▶ **Problem statement**
Copy every one of the rows below word for word, leaving each line unchanged.

(Location identification items)

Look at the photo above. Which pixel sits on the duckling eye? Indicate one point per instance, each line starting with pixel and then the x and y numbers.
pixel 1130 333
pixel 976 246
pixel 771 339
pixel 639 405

▶ **Answer to the task**
Look at the photo above. Which pixel sits on the duckling eye? Indicate one point per instance, each line starting with pixel and then the x and y numbers.
pixel 1130 333
pixel 976 246
pixel 771 339
pixel 639 405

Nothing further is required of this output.